• WHAT THE EXERCISE ASKS: Repeat each record below exactly, omitting whatever pictures appear in it.

• RECORDS FOR THE TASK:
▼▼▼

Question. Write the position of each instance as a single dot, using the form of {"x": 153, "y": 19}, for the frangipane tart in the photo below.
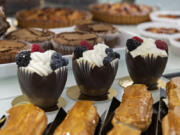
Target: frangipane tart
{"x": 146, "y": 60}
{"x": 66, "y": 42}
{"x": 95, "y": 69}
{"x": 52, "y": 17}
{"x": 25, "y": 119}
{"x": 42, "y": 76}
{"x": 9, "y": 49}
{"x": 108, "y": 32}
{"x": 121, "y": 13}
{"x": 31, "y": 36}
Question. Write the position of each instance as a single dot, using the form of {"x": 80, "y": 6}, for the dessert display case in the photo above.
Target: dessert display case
{"x": 68, "y": 75}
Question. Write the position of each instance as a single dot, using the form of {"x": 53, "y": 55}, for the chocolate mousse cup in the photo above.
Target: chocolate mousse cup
{"x": 43, "y": 91}
{"x": 146, "y": 70}
{"x": 92, "y": 80}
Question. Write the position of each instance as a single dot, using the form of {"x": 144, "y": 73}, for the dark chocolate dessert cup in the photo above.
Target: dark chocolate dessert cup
{"x": 146, "y": 70}
{"x": 92, "y": 80}
{"x": 42, "y": 91}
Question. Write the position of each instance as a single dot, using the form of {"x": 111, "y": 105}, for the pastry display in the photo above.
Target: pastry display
{"x": 108, "y": 32}
{"x": 25, "y": 119}
{"x": 42, "y": 75}
{"x": 66, "y": 42}
{"x": 136, "y": 107}
{"x": 173, "y": 92}
{"x": 4, "y": 25}
{"x": 52, "y": 17}
{"x": 121, "y": 13}
{"x": 162, "y": 30}
{"x": 122, "y": 129}
{"x": 31, "y": 36}
{"x": 9, "y": 49}
{"x": 82, "y": 119}
{"x": 95, "y": 68}
{"x": 146, "y": 60}
{"x": 171, "y": 122}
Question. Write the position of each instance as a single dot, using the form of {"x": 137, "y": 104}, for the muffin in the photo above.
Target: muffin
{"x": 66, "y": 42}
{"x": 42, "y": 75}
{"x": 9, "y": 49}
{"x": 95, "y": 69}
{"x": 108, "y": 32}
{"x": 146, "y": 60}
{"x": 31, "y": 36}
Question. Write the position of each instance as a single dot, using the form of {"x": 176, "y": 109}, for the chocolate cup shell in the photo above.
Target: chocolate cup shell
{"x": 42, "y": 91}
{"x": 94, "y": 81}
{"x": 146, "y": 70}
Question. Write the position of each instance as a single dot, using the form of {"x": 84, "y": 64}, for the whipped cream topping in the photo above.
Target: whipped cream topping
{"x": 96, "y": 55}
{"x": 40, "y": 63}
{"x": 148, "y": 47}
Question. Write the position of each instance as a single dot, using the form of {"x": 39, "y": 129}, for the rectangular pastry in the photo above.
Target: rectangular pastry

▲▲▲

• OUTPUT:
Question. Write the position of each instance as a single dot, using the form of {"x": 153, "y": 19}, for the frangipane tart in the photo below.
Target: frangipane tart
{"x": 146, "y": 60}
{"x": 66, "y": 42}
{"x": 95, "y": 69}
{"x": 52, "y": 17}
{"x": 25, "y": 119}
{"x": 42, "y": 76}
{"x": 9, "y": 49}
{"x": 108, "y": 32}
{"x": 121, "y": 13}
{"x": 31, "y": 36}
Question. Write the position of each instance as a single dot, using the form of {"x": 80, "y": 6}, for the dessert display case in the photo above.
Target: dessert display case
{"x": 68, "y": 75}
Question. Write the position of each instance as a single dot, using the form of {"x": 53, "y": 55}, for the chocolate mousse cup in the photo above.
Target: chocolate mousse cup
{"x": 43, "y": 91}
{"x": 146, "y": 70}
{"x": 92, "y": 80}
Question. Write the position of each instance as a single dot, using the form of {"x": 144, "y": 73}, for the dark chocolate dessert cup in the photo above.
Target: dark chocolate dessert cup
{"x": 146, "y": 70}
{"x": 92, "y": 80}
{"x": 42, "y": 91}
Question. Write the position of each instance as a single dot, using the form of {"x": 111, "y": 105}, for the pastry display in the photo above.
Target: pastry display
{"x": 108, "y": 32}
{"x": 25, "y": 119}
{"x": 42, "y": 75}
{"x": 66, "y": 42}
{"x": 136, "y": 107}
{"x": 173, "y": 92}
{"x": 4, "y": 25}
{"x": 52, "y": 17}
{"x": 121, "y": 13}
{"x": 162, "y": 30}
{"x": 122, "y": 129}
{"x": 31, "y": 36}
{"x": 9, "y": 49}
{"x": 82, "y": 119}
{"x": 95, "y": 68}
{"x": 146, "y": 60}
{"x": 171, "y": 122}
Question. Write the position of each instance as a single dot, using the form of {"x": 137, "y": 104}, for the muffin in the photo above.
Target: muffin
{"x": 66, "y": 42}
{"x": 42, "y": 75}
{"x": 9, "y": 49}
{"x": 95, "y": 69}
{"x": 108, "y": 32}
{"x": 146, "y": 60}
{"x": 31, "y": 36}
Question. Write the position of each instance as a single dot, using the form of {"x": 176, "y": 109}, for the chocolate cup shell in the photo above.
Target: chocolate cup shell
{"x": 42, "y": 91}
{"x": 94, "y": 81}
{"x": 146, "y": 70}
Question. Write the position of each instance as a single dot, using the form of {"x": 84, "y": 64}, for the whipped cream topping in the photo above.
Target: whipped cream topping
{"x": 96, "y": 55}
{"x": 40, "y": 63}
{"x": 148, "y": 47}
Question. Write the position of each instance as a single dot, using the form of {"x": 39, "y": 129}, for the rectangular pastry in the photo above.
Target: rectangular pastry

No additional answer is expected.